Goal of the exercise: Every line of the data below is to be given again as it appears, with the images removed.

Supplied data:
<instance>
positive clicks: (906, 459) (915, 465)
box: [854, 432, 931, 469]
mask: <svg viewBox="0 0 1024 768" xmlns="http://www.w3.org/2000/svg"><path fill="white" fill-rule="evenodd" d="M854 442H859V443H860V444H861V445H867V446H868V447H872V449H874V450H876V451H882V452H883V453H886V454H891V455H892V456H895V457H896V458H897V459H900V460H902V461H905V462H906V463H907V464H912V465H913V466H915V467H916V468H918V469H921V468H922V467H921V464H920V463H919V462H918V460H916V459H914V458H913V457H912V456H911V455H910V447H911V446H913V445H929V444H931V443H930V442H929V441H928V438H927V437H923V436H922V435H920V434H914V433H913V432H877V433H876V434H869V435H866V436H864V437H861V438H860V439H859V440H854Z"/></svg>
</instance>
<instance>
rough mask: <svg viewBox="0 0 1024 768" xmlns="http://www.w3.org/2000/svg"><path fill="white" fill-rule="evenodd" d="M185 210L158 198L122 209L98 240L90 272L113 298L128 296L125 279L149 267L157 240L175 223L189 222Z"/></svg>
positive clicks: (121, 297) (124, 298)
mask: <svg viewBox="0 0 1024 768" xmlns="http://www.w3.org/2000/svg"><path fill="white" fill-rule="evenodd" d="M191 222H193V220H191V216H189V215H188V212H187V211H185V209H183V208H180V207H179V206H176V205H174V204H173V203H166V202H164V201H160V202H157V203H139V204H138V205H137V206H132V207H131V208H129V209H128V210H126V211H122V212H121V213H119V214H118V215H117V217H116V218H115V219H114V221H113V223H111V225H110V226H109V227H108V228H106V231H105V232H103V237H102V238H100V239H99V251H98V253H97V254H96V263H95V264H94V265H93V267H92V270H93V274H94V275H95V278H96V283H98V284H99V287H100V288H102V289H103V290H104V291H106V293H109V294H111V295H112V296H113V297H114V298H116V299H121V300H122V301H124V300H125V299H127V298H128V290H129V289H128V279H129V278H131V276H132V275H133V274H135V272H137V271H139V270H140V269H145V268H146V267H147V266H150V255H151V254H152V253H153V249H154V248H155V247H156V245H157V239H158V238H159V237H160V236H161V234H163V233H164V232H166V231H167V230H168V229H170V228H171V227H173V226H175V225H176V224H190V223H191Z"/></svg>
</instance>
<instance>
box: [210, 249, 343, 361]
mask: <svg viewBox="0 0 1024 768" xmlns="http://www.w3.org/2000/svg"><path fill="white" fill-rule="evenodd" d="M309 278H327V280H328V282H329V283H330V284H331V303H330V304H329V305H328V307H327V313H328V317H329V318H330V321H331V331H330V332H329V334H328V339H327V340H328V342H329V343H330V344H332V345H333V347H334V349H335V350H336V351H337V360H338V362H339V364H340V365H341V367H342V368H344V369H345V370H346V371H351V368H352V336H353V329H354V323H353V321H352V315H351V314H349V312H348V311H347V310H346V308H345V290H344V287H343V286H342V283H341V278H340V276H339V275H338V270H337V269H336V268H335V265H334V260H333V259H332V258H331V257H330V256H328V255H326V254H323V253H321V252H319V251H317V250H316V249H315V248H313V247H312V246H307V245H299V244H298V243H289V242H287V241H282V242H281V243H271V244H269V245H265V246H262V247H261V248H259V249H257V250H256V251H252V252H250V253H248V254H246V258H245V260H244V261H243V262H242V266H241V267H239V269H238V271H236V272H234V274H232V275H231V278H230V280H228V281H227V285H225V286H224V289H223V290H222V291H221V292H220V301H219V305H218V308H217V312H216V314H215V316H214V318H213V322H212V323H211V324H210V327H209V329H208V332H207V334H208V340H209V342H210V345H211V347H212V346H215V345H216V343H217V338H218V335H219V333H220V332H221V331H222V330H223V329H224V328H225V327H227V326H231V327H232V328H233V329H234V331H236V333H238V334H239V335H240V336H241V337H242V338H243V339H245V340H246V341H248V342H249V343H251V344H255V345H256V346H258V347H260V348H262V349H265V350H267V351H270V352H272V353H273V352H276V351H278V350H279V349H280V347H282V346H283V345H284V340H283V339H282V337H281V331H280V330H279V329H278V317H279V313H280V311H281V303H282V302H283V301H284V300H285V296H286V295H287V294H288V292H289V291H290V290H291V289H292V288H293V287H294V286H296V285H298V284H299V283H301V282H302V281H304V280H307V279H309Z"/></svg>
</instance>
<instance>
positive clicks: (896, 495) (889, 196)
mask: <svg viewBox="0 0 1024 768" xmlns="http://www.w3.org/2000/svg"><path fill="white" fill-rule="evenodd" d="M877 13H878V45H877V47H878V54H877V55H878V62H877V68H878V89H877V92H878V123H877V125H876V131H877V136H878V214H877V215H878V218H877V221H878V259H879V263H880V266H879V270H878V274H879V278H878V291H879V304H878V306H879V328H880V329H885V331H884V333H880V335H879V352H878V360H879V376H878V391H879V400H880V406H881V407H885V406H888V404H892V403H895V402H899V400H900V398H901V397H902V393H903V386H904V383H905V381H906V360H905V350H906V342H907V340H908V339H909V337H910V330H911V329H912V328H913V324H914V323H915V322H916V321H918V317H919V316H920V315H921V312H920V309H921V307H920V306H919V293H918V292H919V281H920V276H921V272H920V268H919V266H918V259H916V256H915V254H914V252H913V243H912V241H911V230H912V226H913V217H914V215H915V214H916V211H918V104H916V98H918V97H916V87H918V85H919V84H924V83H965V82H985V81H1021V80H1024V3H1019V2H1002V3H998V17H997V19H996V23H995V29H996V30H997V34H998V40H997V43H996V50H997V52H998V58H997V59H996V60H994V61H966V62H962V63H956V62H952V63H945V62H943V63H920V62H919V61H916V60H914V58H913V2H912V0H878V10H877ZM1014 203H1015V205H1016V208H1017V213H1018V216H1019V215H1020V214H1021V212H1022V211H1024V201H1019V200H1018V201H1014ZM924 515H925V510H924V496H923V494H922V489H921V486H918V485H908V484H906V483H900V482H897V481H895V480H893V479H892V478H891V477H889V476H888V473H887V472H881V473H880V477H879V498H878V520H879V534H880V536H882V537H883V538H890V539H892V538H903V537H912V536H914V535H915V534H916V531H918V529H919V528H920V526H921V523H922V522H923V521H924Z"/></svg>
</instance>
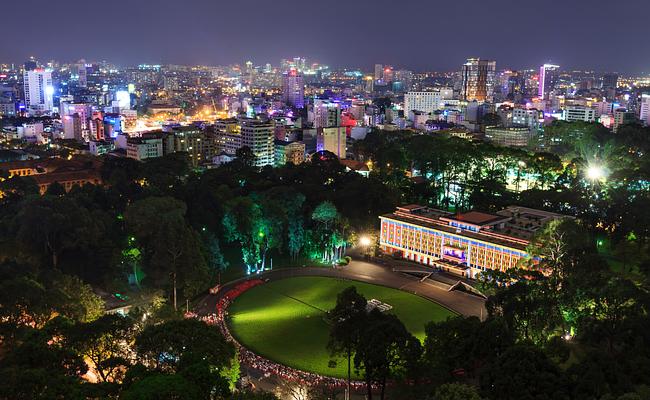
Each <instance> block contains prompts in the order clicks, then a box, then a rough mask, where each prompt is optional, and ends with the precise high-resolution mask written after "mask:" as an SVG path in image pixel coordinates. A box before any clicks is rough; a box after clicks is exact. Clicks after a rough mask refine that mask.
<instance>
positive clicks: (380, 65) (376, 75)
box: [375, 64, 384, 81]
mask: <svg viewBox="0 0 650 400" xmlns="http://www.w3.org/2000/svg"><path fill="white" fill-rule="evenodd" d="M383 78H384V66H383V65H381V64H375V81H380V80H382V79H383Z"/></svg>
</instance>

Expected output:
<instance>
positive clicks: (906, 459) (915, 465)
box: [854, 432, 931, 469]
mask: <svg viewBox="0 0 1024 768" xmlns="http://www.w3.org/2000/svg"><path fill="white" fill-rule="evenodd" d="M854 442H859V443H860V444H861V445H867V446H868V447H872V449H874V450H876V451H882V452H883V453H886V454H891V455H892V456H895V457H896V458H897V459H900V460H902V461H905V462H906V463H907V464H912V465H913V466H915V467H916V468H918V469H921V468H922V467H921V464H920V463H919V462H918V460H916V459H914V458H913V457H912V456H911V455H910V447H911V446H913V445H929V444H931V443H930V442H929V441H928V438H927V437H923V436H922V435H920V434H914V433H913V432H877V433H876V434H869V435H866V436H864V437H861V438H860V439H859V440H854Z"/></svg>
</instance>
<instance>
rough mask: <svg viewBox="0 0 1024 768" xmlns="http://www.w3.org/2000/svg"><path fill="white" fill-rule="evenodd" d="M185 210L158 198L122 209L98 240L90 272L113 298L128 296L125 279L149 267L157 240L175 223L189 222Z"/></svg>
positive clicks: (121, 297) (124, 298)
mask: <svg viewBox="0 0 1024 768" xmlns="http://www.w3.org/2000/svg"><path fill="white" fill-rule="evenodd" d="M191 222H193V220H191V216H189V215H188V212H187V211H185V209H183V208H180V207H179V206H176V205H174V204H173V203H166V202H164V201H160V202H157V203H139V204H138V205H137V206H132V207H131V208H129V209H128V210H126V211H122V212H121V213H119V214H118V215H117V217H116V218H115V219H114V221H113V223H111V225H110V226H109V227H108V228H106V231H105V232H103V237H102V238H100V239H99V251H98V253H97V254H96V263H95V264H94V265H93V267H92V270H93V274H94V275H95V278H96V283H98V284H99V287H100V288H102V289H103V290H104V291H106V293H109V294H111V295H112V296H113V297H114V298H116V299H121V300H122V301H124V300H125V299H127V298H128V290H129V289H128V279H129V278H131V276H132V275H133V274H135V272H137V271H139V270H140V269H145V268H146V267H147V266H150V255H151V254H152V253H153V249H154V248H155V247H156V245H157V239H158V238H159V237H160V236H161V234H163V233H164V232H166V231H167V230H168V229H170V228H171V227H173V226H175V225H176V224H190V223H191Z"/></svg>
</instance>
<instance>
box: [210, 249, 343, 361]
mask: <svg viewBox="0 0 1024 768" xmlns="http://www.w3.org/2000/svg"><path fill="white" fill-rule="evenodd" d="M309 278H327V280H328V282H329V283H330V284H331V303H330V304H329V305H328V307H327V313H328V317H329V318H330V321H331V331H330V332H329V334H328V339H327V340H328V342H329V343H330V344H332V345H333V347H334V349H335V350H336V351H337V360H338V362H339V364H340V365H341V367H342V368H344V369H345V370H346V371H351V368H352V336H353V329H354V323H353V321H352V315H351V314H349V312H348V311H347V310H346V308H345V290H344V287H343V286H342V283H341V278H340V276H339V275H338V270H337V269H336V268H335V265H334V260H333V259H332V258H331V257H330V256H328V255H326V254H323V253H321V252H319V251H317V250H316V249H315V248H313V247H312V246H307V245H299V244H298V243H289V242H287V241H282V242H281V243H271V244H269V245H265V246H262V247H261V248H259V249H257V250H256V251H252V252H250V253H248V254H246V258H245V260H244V261H243V262H242V266H241V267H239V269H238V271H236V272H234V274H232V275H231V278H230V280H228V281H227V285H225V286H224V289H223V290H222V291H221V292H220V301H219V305H218V308H217V312H216V314H215V316H214V318H213V322H212V323H211V324H210V327H209V329H208V332H207V334H208V340H209V342H210V345H211V347H212V346H215V345H216V343H217V338H218V335H219V333H220V332H221V331H222V330H223V329H224V328H225V327H227V326H231V327H232V328H233V329H234V331H236V333H238V334H239V335H240V336H241V337H242V338H243V339H245V340H246V341H248V342H249V343H251V344H255V345H256V346H258V347H260V348H262V349H265V350H267V351H270V352H272V353H273V352H276V351H278V350H279V349H280V347H282V346H283V345H284V340H283V339H282V337H281V331H280V330H279V329H278V317H279V313H280V311H281V303H282V302H283V301H284V300H285V296H286V295H287V294H288V292H289V291H290V290H291V289H292V288H293V287H294V286H296V285H298V284H299V283H301V282H302V281H304V280H307V279H309Z"/></svg>
</instance>
<instance>
positive clicks: (896, 495) (889, 196)
mask: <svg viewBox="0 0 1024 768" xmlns="http://www.w3.org/2000/svg"><path fill="white" fill-rule="evenodd" d="M877 13H878V45H877V47H878V54H877V55H878V62H877V68H878V89H877V92H878V123H877V125H876V131H877V136H878V214H877V215H878V218H877V221H878V259H879V263H880V266H879V270H878V274H879V278H878V291H879V304H878V306H879V328H880V329H885V331H884V333H880V335H879V352H878V360H879V376H878V391H879V400H880V406H881V407H885V406H888V404H892V403H895V402H899V400H900V398H901V397H902V393H903V386H904V383H905V381H906V360H905V350H906V342H907V340H908V339H909V337H910V330H911V329H912V328H913V324H914V323H915V322H916V321H918V317H919V316H920V315H921V312H920V309H921V307H920V306H919V293H918V292H919V281H920V276H921V272H920V268H919V266H918V259H916V256H915V254H914V252H913V243H912V241H911V230H912V226H913V217H914V215H915V214H916V211H918V104H916V98H918V97H916V87H918V85H919V84H924V83H965V82H985V81H1021V80H1024V3H1019V2H1002V3H998V17H997V19H996V23H995V29H996V30H997V34H998V40H997V43H996V50H997V52H998V58H997V59H996V60H994V61H966V62H962V63H956V62H952V63H945V62H943V63H920V62H919V61H916V60H914V58H913V2H912V0H878V10H877ZM1014 203H1015V205H1016V208H1017V213H1018V216H1019V215H1020V214H1021V212H1022V211H1024V201H1019V200H1018V201H1014ZM924 515H925V510H924V496H923V494H922V489H921V486H918V485H908V484H906V483H900V482H897V481H895V480H893V479H892V478H891V477H889V476H888V473H887V472H881V473H880V477H879V498H878V520H879V534H880V536H882V537H883V538H890V539H892V538H903V537H912V536H914V535H915V534H916V531H918V529H919V528H920V526H921V523H922V522H923V521H924Z"/></svg>
</instance>
Each <instance> block contains prompts in the order clicks, then a box, then a rough mask, where each prompt is optional, and ends with the precise high-resolution mask written after "mask:" as an SVG path in image pixel coordinates. A box before any clicks is rough; a box after clicks is exact. Clicks after a rough mask refine that mask.
<instance>
positive clicks: (380, 65) (376, 75)
box: [375, 64, 384, 81]
mask: <svg viewBox="0 0 650 400" xmlns="http://www.w3.org/2000/svg"><path fill="white" fill-rule="evenodd" d="M383 78H384V66H383V65H381V64H375V81H380V80H382V79H383Z"/></svg>
</instance>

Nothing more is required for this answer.